**SELECTED EXTRACT:**

Victorians have been making lots of headlines recently. Last week, the NYT reported on the application of search software to Victorian titles as an aid to scholarship, even as Oprah announced that her next book club picks will be two works by Charles Dickens: A Tale of Two Cities and Great Expectations. Members of the audience appear to be filled with nearly childlike delight at the announcement.
Of course, when Oprah preceded her announcement with the hint that she was going with a selection that was "old, OLD school, people!", I immediately began chanting to myself, "Please let it be Pliny, please let it be Pliny." But, in a stunning confirmation of the fact that different people perceive time differently, Oprah unveiled a new Oprah edition of the two classics, nicely packaged together by Penguin for just this purpose.

**RECORDED INFORMATION:**
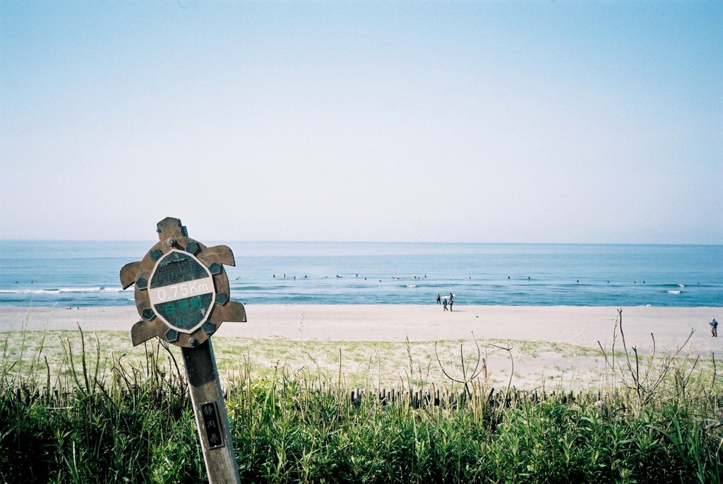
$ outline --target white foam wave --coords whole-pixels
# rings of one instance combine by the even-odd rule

**REQUIRED WORK:**
(1) Using the passage on Oprah's Dickens selection, explain why Victorians have been making lots of headlines recently.
(2) Render this sentence from the passage on Oprah's Dickens selection in Spanish: "Members of the audience appear to be filled with nearly childlike delight at the announcement."
(3) Reproduce the text of the passage on Oprah's Dickens selection between "Victorians have been" and "just this purpose.", inclusive.

**OUTPUTS FOR THE TASKS:**
(1) Last week the NYT reported on using search software on Victorian titles as an aid to scholarship. Oprah also announced that her next book club picks will be two works by Charles Dickens: A Tale of Two Cities and Great Expectations.

(2) Los miembros del público parecen estar llenos de un deleite casi infantil ante el anuncio.

(3)
Victorians have been making lots of headlines recently. Last week, the NYT reported on the application of search software to Victorian titles as an aid to scholarship, even as Oprah announced that her next book club picks will be two works by Charles Dickens: A Tale of Two Cities and Great Expectations. Members of the audience appear to be filled with nearly childlike delight at the announcement.
Of course, when Oprah preceded her announcement with the hint that she was going with a selection that was "old, OLD school, people!", I immediately began chanting to myself, "Please let it be Pliny, please let it be Pliny." But, in a stunning confirmation of the fact that different people perceive time differently, Oprah unveiled a new Oprah edition of the two classics, nicely packaged together by Penguin for just this purpose.